- _Stated problem_: Turn the material into a Markdown table with the columns No. and Entry. Cover only the lines from the one with "Could you please segment every instance of the dog's hind" through the end of the material, numbering each line and skipping blank lines.

- _Available records_:

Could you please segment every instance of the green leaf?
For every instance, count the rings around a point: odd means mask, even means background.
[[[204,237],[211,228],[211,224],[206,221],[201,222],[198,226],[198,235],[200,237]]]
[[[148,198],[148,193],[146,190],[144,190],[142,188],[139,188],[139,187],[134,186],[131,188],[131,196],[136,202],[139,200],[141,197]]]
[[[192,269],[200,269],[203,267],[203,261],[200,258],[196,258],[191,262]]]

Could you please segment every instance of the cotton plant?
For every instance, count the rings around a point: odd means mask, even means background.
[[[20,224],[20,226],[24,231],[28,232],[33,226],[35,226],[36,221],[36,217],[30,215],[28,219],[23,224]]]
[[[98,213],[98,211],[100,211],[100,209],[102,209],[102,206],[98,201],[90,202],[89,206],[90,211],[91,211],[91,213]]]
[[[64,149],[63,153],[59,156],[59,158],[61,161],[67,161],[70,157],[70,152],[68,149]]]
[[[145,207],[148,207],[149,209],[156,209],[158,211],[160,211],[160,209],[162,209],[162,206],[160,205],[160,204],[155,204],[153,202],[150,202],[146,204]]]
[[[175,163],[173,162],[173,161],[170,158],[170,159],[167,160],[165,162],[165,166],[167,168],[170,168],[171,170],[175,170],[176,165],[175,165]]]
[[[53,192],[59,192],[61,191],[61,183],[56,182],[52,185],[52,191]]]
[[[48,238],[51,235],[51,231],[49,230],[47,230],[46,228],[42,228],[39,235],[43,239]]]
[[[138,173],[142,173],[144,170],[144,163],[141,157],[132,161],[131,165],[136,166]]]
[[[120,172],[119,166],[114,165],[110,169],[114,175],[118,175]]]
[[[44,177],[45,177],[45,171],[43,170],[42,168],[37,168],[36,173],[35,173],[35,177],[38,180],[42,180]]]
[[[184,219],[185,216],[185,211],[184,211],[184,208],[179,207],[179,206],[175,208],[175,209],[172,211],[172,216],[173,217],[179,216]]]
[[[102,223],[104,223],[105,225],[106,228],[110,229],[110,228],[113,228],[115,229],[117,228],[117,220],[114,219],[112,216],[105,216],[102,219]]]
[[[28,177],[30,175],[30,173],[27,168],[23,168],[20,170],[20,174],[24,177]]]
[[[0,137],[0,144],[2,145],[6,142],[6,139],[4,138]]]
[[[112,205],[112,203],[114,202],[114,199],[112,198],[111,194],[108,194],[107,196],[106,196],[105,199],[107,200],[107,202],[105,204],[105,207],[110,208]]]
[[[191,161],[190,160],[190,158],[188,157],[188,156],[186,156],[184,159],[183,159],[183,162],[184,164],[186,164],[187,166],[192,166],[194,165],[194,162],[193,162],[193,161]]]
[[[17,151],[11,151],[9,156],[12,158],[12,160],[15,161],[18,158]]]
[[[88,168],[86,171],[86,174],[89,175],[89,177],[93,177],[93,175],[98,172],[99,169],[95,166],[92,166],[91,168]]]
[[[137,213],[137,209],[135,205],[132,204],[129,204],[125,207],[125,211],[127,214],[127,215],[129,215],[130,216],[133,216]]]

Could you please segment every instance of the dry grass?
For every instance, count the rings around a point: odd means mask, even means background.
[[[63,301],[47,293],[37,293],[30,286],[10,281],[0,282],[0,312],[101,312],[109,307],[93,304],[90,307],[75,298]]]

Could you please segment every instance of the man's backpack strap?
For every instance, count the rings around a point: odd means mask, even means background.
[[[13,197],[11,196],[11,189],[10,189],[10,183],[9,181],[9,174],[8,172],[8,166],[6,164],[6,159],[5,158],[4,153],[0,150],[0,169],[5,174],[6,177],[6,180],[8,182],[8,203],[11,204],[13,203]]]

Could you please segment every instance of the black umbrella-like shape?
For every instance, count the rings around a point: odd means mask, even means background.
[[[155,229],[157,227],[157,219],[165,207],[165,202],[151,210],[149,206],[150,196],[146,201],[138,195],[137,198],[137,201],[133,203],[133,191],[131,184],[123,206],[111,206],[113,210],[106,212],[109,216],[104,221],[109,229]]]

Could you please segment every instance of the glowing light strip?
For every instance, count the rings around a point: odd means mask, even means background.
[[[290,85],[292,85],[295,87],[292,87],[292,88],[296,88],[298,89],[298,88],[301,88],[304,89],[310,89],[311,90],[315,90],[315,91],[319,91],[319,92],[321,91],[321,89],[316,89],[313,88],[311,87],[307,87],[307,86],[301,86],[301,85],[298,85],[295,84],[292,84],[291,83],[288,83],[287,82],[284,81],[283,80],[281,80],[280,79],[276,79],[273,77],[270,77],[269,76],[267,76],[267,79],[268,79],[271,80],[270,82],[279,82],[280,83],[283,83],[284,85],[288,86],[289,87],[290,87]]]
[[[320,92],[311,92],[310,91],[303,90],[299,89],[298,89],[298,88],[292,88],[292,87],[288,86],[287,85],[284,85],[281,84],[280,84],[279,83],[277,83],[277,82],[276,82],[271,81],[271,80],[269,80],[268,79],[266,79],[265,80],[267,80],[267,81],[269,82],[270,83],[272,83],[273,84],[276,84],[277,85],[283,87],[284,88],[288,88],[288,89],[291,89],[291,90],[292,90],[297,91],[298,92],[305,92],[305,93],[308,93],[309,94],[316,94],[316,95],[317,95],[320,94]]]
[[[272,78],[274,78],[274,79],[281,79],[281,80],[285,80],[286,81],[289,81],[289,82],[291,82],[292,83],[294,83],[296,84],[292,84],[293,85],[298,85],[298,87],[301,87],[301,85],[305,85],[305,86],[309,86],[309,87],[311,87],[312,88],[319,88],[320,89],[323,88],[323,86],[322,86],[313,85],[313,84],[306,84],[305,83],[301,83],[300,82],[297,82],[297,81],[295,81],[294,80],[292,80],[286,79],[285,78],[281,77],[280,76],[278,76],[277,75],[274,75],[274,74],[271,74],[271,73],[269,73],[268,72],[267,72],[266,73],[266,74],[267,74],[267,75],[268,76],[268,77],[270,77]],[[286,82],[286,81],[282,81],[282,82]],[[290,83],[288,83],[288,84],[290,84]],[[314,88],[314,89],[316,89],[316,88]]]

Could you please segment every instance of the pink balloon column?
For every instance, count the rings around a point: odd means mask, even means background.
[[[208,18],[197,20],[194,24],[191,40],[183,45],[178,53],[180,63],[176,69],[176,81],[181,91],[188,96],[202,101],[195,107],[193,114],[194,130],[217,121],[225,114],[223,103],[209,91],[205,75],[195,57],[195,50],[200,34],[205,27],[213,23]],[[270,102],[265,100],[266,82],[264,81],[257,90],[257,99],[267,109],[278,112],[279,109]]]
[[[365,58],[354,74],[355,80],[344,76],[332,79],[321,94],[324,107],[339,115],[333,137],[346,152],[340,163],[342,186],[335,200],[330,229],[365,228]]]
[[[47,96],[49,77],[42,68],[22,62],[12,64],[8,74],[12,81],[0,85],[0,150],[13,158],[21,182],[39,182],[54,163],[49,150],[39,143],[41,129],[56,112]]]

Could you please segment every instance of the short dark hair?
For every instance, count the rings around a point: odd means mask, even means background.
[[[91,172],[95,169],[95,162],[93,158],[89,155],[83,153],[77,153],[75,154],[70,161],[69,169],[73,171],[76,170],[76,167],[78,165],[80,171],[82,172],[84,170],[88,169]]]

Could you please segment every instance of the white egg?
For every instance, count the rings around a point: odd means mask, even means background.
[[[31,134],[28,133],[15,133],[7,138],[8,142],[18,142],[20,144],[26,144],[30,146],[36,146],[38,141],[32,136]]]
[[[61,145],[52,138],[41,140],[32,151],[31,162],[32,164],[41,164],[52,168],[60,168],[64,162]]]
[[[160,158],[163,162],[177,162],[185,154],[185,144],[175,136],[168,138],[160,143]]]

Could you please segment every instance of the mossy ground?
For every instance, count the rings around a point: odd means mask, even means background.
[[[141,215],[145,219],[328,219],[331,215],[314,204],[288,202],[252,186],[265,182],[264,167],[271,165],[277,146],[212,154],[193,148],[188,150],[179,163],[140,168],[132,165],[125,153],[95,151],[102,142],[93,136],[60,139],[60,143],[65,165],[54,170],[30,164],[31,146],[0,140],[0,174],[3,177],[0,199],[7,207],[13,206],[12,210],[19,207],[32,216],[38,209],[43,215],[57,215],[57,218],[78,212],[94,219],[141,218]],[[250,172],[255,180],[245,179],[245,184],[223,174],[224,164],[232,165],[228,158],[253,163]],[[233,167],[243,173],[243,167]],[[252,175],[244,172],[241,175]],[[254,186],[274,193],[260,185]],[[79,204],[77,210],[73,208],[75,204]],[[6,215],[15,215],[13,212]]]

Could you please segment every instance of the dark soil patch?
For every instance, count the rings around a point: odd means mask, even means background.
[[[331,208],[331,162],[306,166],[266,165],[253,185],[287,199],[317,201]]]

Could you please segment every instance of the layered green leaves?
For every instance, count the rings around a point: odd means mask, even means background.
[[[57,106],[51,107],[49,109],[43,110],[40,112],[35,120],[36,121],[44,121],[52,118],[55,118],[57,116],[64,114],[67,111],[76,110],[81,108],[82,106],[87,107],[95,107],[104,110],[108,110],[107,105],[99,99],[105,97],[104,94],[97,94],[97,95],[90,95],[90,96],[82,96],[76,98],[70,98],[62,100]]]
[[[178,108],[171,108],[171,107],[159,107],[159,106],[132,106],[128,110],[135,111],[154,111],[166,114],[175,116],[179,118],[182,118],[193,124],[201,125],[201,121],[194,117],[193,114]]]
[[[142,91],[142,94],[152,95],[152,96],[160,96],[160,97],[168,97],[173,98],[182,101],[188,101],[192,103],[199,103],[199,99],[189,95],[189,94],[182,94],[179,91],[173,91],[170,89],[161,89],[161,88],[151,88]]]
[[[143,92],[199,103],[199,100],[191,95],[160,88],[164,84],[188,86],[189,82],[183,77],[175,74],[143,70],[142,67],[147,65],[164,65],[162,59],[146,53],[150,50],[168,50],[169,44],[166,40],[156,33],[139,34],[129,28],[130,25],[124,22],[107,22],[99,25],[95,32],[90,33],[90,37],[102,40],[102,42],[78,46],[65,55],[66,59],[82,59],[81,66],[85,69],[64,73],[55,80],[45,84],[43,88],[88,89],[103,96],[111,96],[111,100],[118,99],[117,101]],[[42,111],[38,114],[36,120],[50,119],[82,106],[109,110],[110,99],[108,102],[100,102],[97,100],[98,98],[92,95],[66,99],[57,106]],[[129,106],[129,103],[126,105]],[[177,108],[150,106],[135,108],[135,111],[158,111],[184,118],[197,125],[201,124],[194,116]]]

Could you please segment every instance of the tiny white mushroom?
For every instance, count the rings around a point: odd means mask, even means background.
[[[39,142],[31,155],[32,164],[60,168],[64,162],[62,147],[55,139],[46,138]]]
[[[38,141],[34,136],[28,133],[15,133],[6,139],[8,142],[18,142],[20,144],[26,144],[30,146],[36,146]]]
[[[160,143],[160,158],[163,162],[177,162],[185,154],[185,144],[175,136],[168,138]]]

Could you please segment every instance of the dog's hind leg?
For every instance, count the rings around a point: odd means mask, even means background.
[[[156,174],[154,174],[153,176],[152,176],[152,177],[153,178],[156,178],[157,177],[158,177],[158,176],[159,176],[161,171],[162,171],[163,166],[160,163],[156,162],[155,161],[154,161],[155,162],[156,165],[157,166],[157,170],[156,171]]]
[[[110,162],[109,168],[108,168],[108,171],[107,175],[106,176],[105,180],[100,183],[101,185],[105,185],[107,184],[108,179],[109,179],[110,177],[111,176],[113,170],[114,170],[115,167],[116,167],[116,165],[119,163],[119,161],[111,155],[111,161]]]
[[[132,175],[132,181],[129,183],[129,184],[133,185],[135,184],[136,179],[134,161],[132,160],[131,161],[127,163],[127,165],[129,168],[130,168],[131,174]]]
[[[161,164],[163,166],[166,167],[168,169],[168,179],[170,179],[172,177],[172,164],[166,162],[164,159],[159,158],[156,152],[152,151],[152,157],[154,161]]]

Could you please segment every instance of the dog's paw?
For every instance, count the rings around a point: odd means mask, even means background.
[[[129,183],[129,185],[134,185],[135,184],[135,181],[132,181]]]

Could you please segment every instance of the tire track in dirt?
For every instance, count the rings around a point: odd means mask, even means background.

- _Solution for this task_:
| No. | Entry |
|---|---|
| 1 | Could you please segment every instance of the dog's hind leg? |
| 2 | For every instance, count the rings around a point: odd means mask, even means background. |
| 3 | [[[156,174],[154,174],[153,176],[152,176],[152,177],[153,178],[156,178],[157,177],[158,177],[158,176],[159,176],[161,171],[162,171],[163,166],[160,163],[156,162],[155,161],[154,161],[155,162],[156,165],[157,166],[157,170],[156,171]]] |
| 4 | [[[110,162],[109,168],[108,168],[108,171],[107,175],[106,176],[105,180],[100,183],[101,185],[105,185],[107,184],[108,179],[109,179],[110,177],[111,176],[113,170],[114,170],[115,167],[116,167],[116,165],[119,163],[119,161],[111,155],[111,161]]] |
| 5 | [[[132,175],[132,181],[129,183],[129,184],[133,185],[135,184],[136,179],[134,161],[132,160],[131,161],[127,163],[127,165],[129,168],[130,168],[131,174]]] |
| 6 | [[[161,164],[163,166],[166,167],[168,169],[168,179],[170,179],[172,177],[172,164],[166,162],[164,159],[159,158],[156,152],[152,151],[152,157],[154,161]]] |
| 7 | Could you please segment every instance of the dog's paw? |
| 8 | For every instance, count the rings around a point: odd means mask, even means background. |
| 9 | [[[129,183],[129,185],[134,185],[135,184],[135,181],[132,181]]] |
| 10 | Could you please segment every instance of the tire track in dirt? |
| 11 | For every instance, count the rings around a point: odd means mask, even means background. |